--- PASSAGE SHOWN ---
----------------

Growth and transformation
The United States changed after the Civil War. The frontier became less wild. Cities grew in size
and number. More factories, steel mills, and railroads were built. Immigrants arrived in the United
States with dreams of better lives. This was the age of inventions. Alexander Graham Bell
developed the telephone. Thomas Edison invented the light bulb. George Eastman made the
moving picture, later called a movie. Before 1860, the government issued 36,000 patents. From
1860 to 1890, the government issued 440,000.
Separate companies merged to become larger companies, sometimes called trusts. This happened
especially in the steel, rail, oil, and communications industries. With fewer companies, buyers had
fewer choices and businesses had more power. An antitrust law was passed in 1890 to stop
monopolies, but it was not very effective.
Farming was still America’s main occupation. Scientists improved seeds. New machines did some
of the work that men had done. American farmers produced enough grain, meat, cotton, and wool
to ship the surplus overseas.
The Western regions still had room for exploration and for new settlements. Miners found ore and
gold in mountains. Sheep farmers settled in river valleys. Food farmers settled on the Great Plains.
Ranchers let their cattle graze on the vast grasslands. Cowboys drove great herds of cattle to the
railroad to ship to the East. The “Wild West” pictured in many cowboy books and movies lasted
only about 30 years.
When Europeans first arrived on the East Coast, they pushed the native people west. Each time,
the government promised new land for the native people so they would have a home. Each time,
the promises were broken while white settlers took the land. In the late 1800s, Sioux tribes in the
Northern plains and Apaches in the Southwest fought back. Although they were strong, the U.S.

----------------

--- RAW DATA ---
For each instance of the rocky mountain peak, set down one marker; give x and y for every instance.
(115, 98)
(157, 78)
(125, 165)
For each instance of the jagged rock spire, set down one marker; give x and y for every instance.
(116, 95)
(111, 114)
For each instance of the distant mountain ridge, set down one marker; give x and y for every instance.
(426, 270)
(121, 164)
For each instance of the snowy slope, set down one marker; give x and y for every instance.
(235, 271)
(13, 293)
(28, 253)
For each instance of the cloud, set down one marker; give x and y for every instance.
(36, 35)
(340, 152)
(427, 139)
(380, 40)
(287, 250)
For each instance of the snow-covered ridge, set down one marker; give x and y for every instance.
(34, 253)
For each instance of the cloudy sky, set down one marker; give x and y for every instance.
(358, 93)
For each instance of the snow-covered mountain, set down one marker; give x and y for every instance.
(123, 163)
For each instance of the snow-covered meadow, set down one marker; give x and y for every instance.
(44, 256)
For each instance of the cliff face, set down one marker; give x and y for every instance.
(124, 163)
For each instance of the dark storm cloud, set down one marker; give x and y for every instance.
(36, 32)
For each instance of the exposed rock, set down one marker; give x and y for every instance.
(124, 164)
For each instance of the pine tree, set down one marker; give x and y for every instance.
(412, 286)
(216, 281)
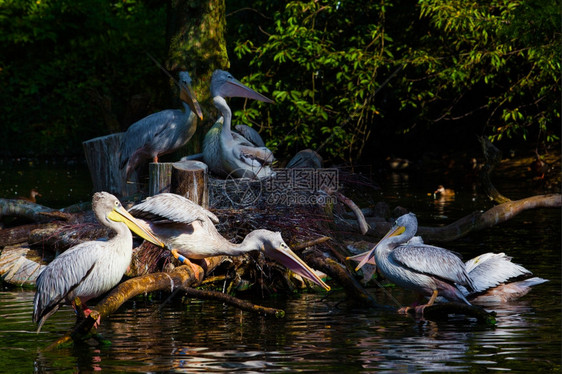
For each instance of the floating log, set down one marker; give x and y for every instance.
(190, 179)
(160, 178)
(102, 157)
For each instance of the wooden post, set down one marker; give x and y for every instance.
(102, 157)
(160, 175)
(190, 179)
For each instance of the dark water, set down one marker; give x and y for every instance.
(322, 334)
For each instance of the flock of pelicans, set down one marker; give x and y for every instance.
(170, 221)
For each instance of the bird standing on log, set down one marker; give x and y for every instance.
(161, 133)
(224, 151)
(189, 230)
(407, 261)
(92, 268)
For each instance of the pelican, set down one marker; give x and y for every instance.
(307, 158)
(491, 275)
(33, 193)
(92, 268)
(161, 133)
(189, 230)
(224, 152)
(425, 269)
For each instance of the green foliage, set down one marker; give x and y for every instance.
(324, 77)
(504, 55)
(65, 65)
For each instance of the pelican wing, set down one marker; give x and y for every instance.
(491, 269)
(142, 132)
(435, 261)
(169, 207)
(260, 154)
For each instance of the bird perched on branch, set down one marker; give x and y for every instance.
(225, 152)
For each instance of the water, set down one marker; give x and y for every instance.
(321, 334)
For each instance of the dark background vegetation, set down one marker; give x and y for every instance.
(357, 80)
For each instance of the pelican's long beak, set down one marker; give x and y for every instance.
(119, 214)
(234, 88)
(187, 95)
(285, 256)
(368, 257)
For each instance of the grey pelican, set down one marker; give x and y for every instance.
(425, 269)
(190, 231)
(250, 134)
(443, 192)
(32, 196)
(92, 268)
(224, 152)
(163, 132)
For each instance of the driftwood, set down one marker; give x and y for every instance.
(473, 222)
(493, 156)
(24, 209)
(102, 157)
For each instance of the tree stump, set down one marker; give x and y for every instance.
(102, 157)
(190, 179)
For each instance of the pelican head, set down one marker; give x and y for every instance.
(404, 229)
(107, 208)
(225, 85)
(187, 95)
(273, 246)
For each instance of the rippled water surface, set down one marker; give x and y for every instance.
(320, 334)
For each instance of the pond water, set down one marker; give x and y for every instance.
(320, 334)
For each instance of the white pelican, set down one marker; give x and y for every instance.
(161, 133)
(92, 268)
(189, 230)
(489, 274)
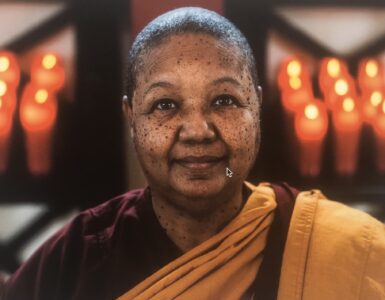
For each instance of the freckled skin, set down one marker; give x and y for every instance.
(192, 115)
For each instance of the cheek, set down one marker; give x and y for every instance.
(240, 134)
(153, 141)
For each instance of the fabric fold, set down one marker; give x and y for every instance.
(225, 265)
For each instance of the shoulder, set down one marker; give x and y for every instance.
(346, 249)
(108, 214)
(82, 245)
(334, 251)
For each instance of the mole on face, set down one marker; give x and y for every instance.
(194, 114)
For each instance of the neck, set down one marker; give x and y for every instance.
(188, 230)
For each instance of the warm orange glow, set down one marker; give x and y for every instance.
(311, 112)
(41, 96)
(9, 70)
(3, 88)
(49, 61)
(376, 98)
(348, 105)
(371, 68)
(294, 68)
(4, 63)
(341, 87)
(38, 109)
(48, 72)
(295, 83)
(311, 121)
(333, 67)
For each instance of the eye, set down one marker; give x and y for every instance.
(164, 104)
(225, 100)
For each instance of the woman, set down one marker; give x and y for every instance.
(200, 230)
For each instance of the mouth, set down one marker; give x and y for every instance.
(200, 162)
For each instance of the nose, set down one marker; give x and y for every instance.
(196, 128)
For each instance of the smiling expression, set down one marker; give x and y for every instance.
(195, 112)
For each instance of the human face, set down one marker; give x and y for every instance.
(195, 113)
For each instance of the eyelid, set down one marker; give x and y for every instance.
(158, 101)
(233, 98)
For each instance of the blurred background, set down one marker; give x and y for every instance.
(63, 140)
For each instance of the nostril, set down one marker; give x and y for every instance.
(197, 132)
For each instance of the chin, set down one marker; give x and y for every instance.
(201, 189)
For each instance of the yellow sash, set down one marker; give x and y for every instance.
(224, 266)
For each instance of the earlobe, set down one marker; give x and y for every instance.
(127, 109)
(259, 93)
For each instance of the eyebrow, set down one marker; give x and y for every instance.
(167, 84)
(164, 84)
(226, 79)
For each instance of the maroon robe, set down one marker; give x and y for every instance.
(107, 250)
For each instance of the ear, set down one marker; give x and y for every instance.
(259, 94)
(127, 110)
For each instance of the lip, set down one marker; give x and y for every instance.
(199, 162)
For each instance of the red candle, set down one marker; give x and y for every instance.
(378, 123)
(347, 122)
(341, 88)
(370, 75)
(47, 71)
(311, 124)
(331, 70)
(295, 85)
(7, 107)
(371, 100)
(38, 112)
(9, 70)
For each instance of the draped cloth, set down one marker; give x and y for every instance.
(222, 267)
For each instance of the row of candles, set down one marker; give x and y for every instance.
(36, 110)
(350, 104)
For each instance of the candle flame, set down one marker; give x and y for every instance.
(341, 87)
(295, 83)
(348, 105)
(376, 98)
(49, 61)
(333, 67)
(311, 112)
(294, 68)
(41, 96)
(4, 63)
(371, 68)
(3, 88)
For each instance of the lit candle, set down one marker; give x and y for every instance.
(347, 123)
(370, 75)
(294, 82)
(9, 70)
(311, 124)
(38, 112)
(332, 69)
(47, 71)
(7, 107)
(378, 123)
(370, 103)
(341, 88)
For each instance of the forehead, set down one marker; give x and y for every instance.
(185, 48)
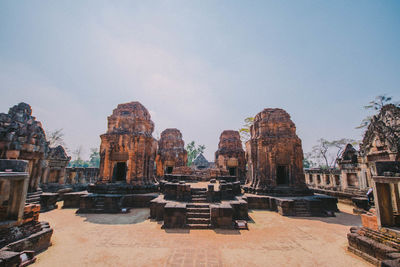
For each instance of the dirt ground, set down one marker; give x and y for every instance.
(133, 240)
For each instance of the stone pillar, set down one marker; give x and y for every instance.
(383, 202)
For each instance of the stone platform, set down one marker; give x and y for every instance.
(193, 215)
(302, 206)
(381, 248)
(113, 203)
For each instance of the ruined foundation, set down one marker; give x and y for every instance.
(21, 233)
(275, 178)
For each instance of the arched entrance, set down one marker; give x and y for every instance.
(119, 172)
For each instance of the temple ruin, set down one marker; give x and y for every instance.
(378, 240)
(171, 152)
(230, 155)
(22, 235)
(275, 155)
(349, 182)
(22, 137)
(128, 149)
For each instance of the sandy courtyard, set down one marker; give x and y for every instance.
(133, 240)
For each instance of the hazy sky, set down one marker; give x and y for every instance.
(199, 66)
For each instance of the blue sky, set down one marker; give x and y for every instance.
(199, 66)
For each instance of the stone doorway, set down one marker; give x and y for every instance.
(169, 169)
(232, 171)
(282, 175)
(119, 172)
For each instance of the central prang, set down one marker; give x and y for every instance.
(128, 149)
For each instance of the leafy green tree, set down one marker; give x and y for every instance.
(326, 153)
(94, 158)
(194, 151)
(78, 161)
(307, 161)
(376, 105)
(56, 138)
(245, 130)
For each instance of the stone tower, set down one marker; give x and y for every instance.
(230, 154)
(275, 155)
(22, 137)
(171, 152)
(128, 149)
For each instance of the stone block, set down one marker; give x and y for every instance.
(222, 216)
(175, 215)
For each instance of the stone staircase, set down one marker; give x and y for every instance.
(199, 195)
(99, 205)
(34, 197)
(301, 208)
(198, 216)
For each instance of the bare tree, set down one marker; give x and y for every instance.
(326, 153)
(78, 153)
(56, 138)
(376, 105)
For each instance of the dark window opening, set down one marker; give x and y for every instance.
(337, 179)
(327, 180)
(352, 180)
(282, 175)
(169, 170)
(119, 172)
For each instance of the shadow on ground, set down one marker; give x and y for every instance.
(134, 216)
(341, 218)
(177, 231)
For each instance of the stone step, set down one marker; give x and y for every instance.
(198, 220)
(199, 199)
(380, 236)
(199, 226)
(198, 189)
(195, 205)
(198, 210)
(198, 215)
(303, 214)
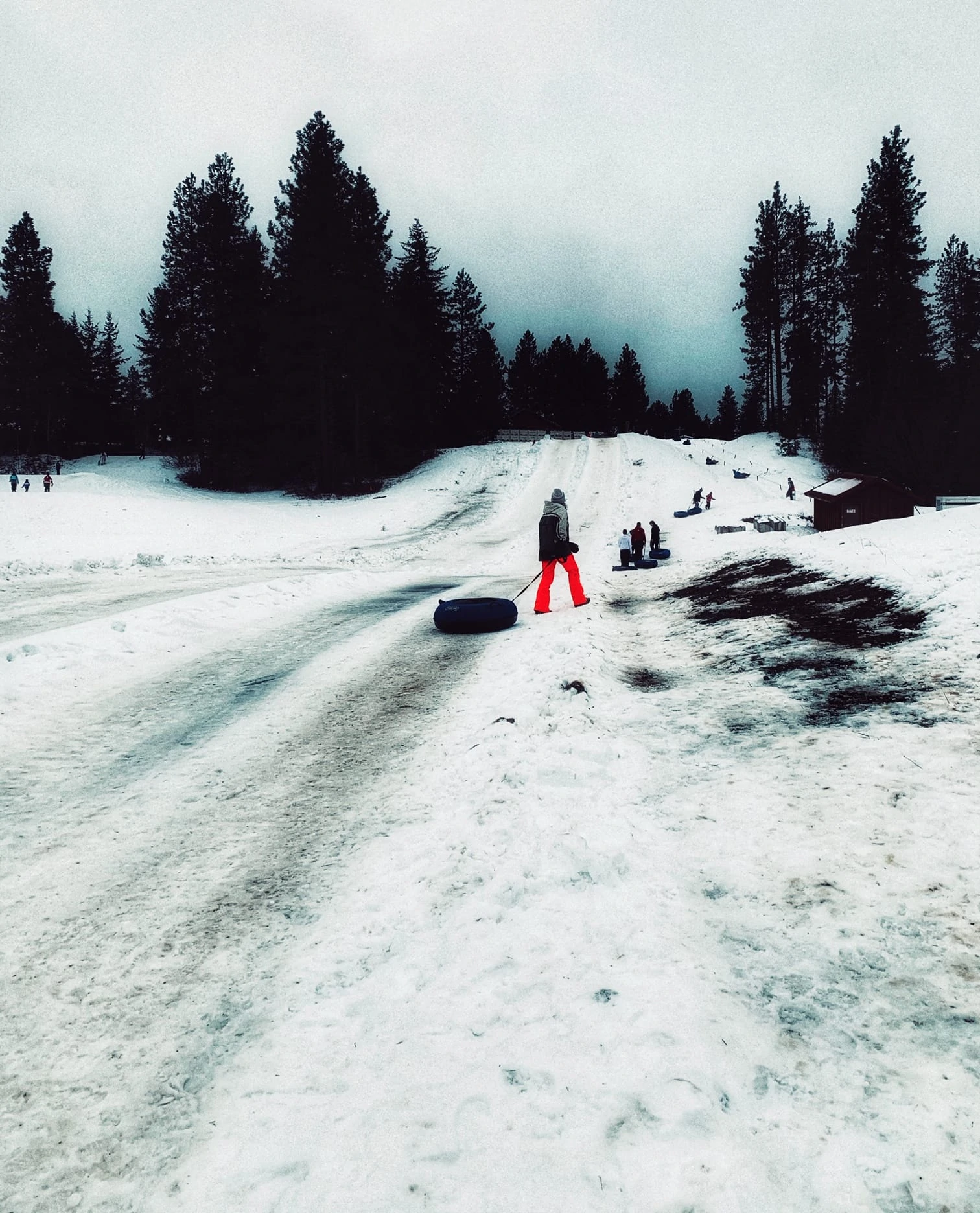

----------------

--- TASK STATEMENT ---
Continue the passage on America's growth after the Civil War from the point where it stops.

--- TASK RESULT ---
government forces defeated them. Many tribes would live on reservations, which are federal lands
administered by Indian tribes. Today there are more than 300 reservations. Toward the end of the
1800s, European powers colonized Africa and fought for rights to trade in Asia. Many Americans
believed that the United States should do the same. Many other Americans did not like any action
that seemed imperialistic.
After a brief war with Spain in 1898, the U.S. controlled several Spanish colonies—Cuba, Puerto
Rico, Guam, and the Philippines. Officially, the United States encouraged them to become self-
governing. In reality, the United States kept control. Idealism in foreign policy co-existed with the
desire to prevent European powers from acquiring territories that might enable them to project
military power toward the United States. Americans also sought new markets in which they could
sell their goods. By the end of the 19th century, the U.S. was beginning to emerge as a growing
world power.

THE THIRD WAVE: THE NEW IMMIGRANTS, 1890-1930


The ‘new’ immigration marked a change in the origin of most immigrants. Northwestern
immigration declined and arrivals of southern and eastern Europe rose, a million annually. In
numerical order the largest “new” group were: Italians, Jews, Poles and Hungarians, but also
others: Mexicans, Russians, Czechs, Greeks, Portuguese, Syrians, Japanese and Filipinos. For
Americans, the immigrants were not like them at all. The religions, languages, manners and
costumes of the Slavic peoples were exotic and incomprehensible to them. But this tidal wave of
people was in several ways similar to its predecessors. The basic economic push and pull factors
had not changed. The new immigrants had the same dream of bettering their own and their
children's future. Like the Puritans, eastern European Jews emigrated because of religious
persecution, chiefly the bloody Russian pogroms.
By the late 1800s falling train and steam-ship ticket prices (often prepaid by relatives in America)
made migration affordable even for the very poor and the young.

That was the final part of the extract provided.